> [Exercises]:
A: Answer these questions about the forum thread below on proving k^2 mod 4 = 1, one answer per line with matching labels:
(i) In the first post, what expression is k set equal to?
(ii) Which username is addressed at the start of the first reply?
(iii) In the final post, what value is q set to?
B: From the forum thread below on proving k^2 mod 4 = 1, return word for word the part that opens with the words containing "Can you show" and closes with "r, q and z.".

> [Selected excerpt]:
- - - - -

# Thread: Prove K^2 mod 4 = 1 ?

1. ## Prove K^2 mod 4 = 1 ?

This is my first post

I have been working on this for far too long

Can someone let me know if this is correct?

"k = 2n + 1. Then k^2 (is congruent to) 4n^2 + 4n + 1 (is congruent to) 1 mod 4"

Should I add more to it? Am I at least on the right track?

2. ## Re: Prove K^2 mod 4 = 1 ?

Hey brianjasperman.

What you did is correct but if your teacher is picky you should probably write 4n^2 + 4n + 1 = 4(n^2 + n) + 1 = 4m + 1 just to add that extra clarity to the proof.

3. ## Re: Prove K^2 mod 4 = 1 ?

So I would prove the equation by saying:
"k = 2n + 1. Then 4n^2 + 4n + 1 = 4(n^2 + n) + 1 = 4m + 1"

OR

"k = 2n + 1. Then k^2 (is congruent to) 4n^2 + 4n + 1 (is congruent to) 1 mod 4, and 4n^2 + 4n + 1 = 4(n^2 + n) + 1 = 4m + 1"

Thanks for the help

4. ## Re: Prove K^2 mod 4 = 1 ?

Basically 4m + 1 where m is an integer implies congruence to 1 (MOD 4) and you're done.

5. ## Re: Prove K^2 mod 4 = 1 ?

Thank you very very much for your help chiro, but I'm not understanding what your saying.

Can you show me what the entire proof would be (for Christmas?).

6. ## Re: Prove K^2 mod 4 = 1 ?

Let k = 2n + 1 where n is an integer (in Z).

Then k^2 = (2n + 1)^2 = 4n^2 + 4n + 1 = 4(n^2 + n) + 1 = 4m + 1 for some integer m (m in Z).

By the definition of congruence something is congruent z = r (MOD q) iff z = pq + r where 0 <= r < q for some integers p, r, q and z.

By letting z = k^2, p = m, r = 1, and q = 4 and noting 0 <= 1 < 4 and all variables are integers, we get our condition that

k^2 = (1 MOD 4)

- - - - -

> [Dataset rows]:
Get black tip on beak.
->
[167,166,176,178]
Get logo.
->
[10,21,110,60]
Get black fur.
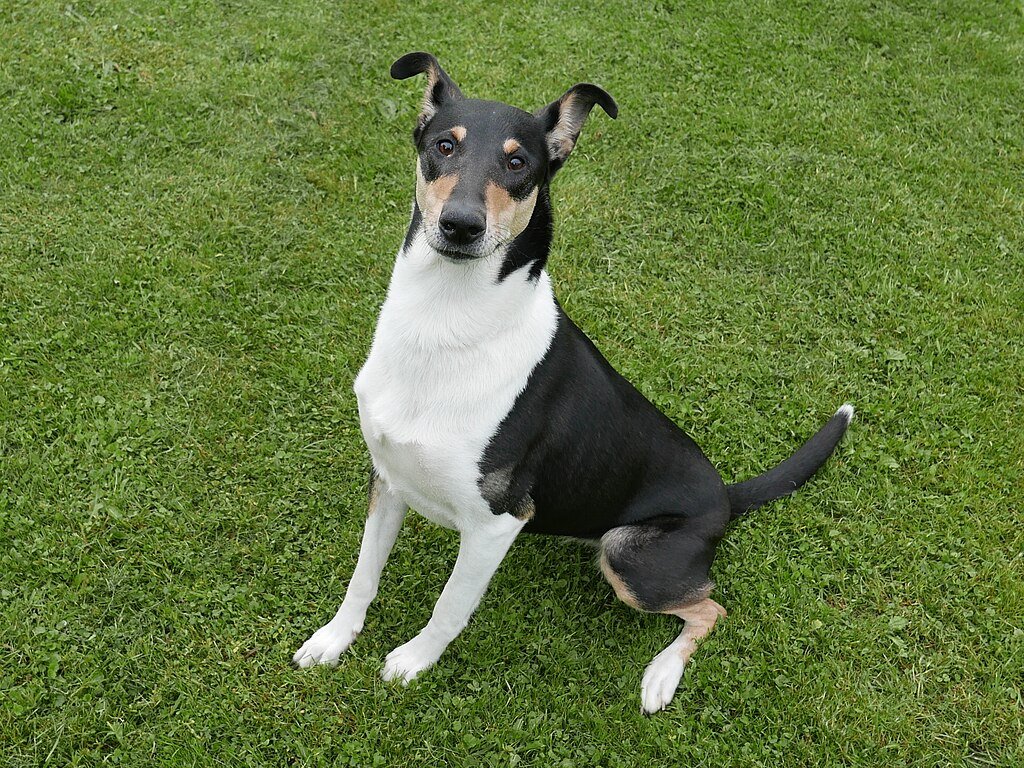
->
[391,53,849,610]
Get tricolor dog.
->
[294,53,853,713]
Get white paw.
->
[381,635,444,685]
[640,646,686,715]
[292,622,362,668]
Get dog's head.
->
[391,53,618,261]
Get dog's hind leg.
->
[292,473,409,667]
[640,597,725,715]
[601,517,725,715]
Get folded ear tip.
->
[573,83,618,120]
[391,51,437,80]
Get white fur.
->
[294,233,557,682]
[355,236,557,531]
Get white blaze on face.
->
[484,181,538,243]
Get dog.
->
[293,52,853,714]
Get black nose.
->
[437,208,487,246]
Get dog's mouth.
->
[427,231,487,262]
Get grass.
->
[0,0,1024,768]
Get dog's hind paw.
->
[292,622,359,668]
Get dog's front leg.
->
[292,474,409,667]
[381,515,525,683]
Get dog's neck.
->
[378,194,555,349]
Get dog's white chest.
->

- - - - -

> [Solved tasks]:
A:
(i) 2n + 1
(ii) brianjasperman
(iii) 4

B:
Can you show me what the entire proof would be (for Christmas?).

6. ## Re: Prove K^2 mod 4 = 1 ?

Let k = 2n + 1 where n is an integer (in Z).

Then k^2 = (2n + 1)^2 = 4n^2 + 4n + 1 = 4(n^2 + n) + 1 = 4m + 1 for some integer m (m in Z).

By the definition of congruence something is congruent z = r (MOD q) iff z = pq + r where 0 <= r < q for some integers p, r, q and z.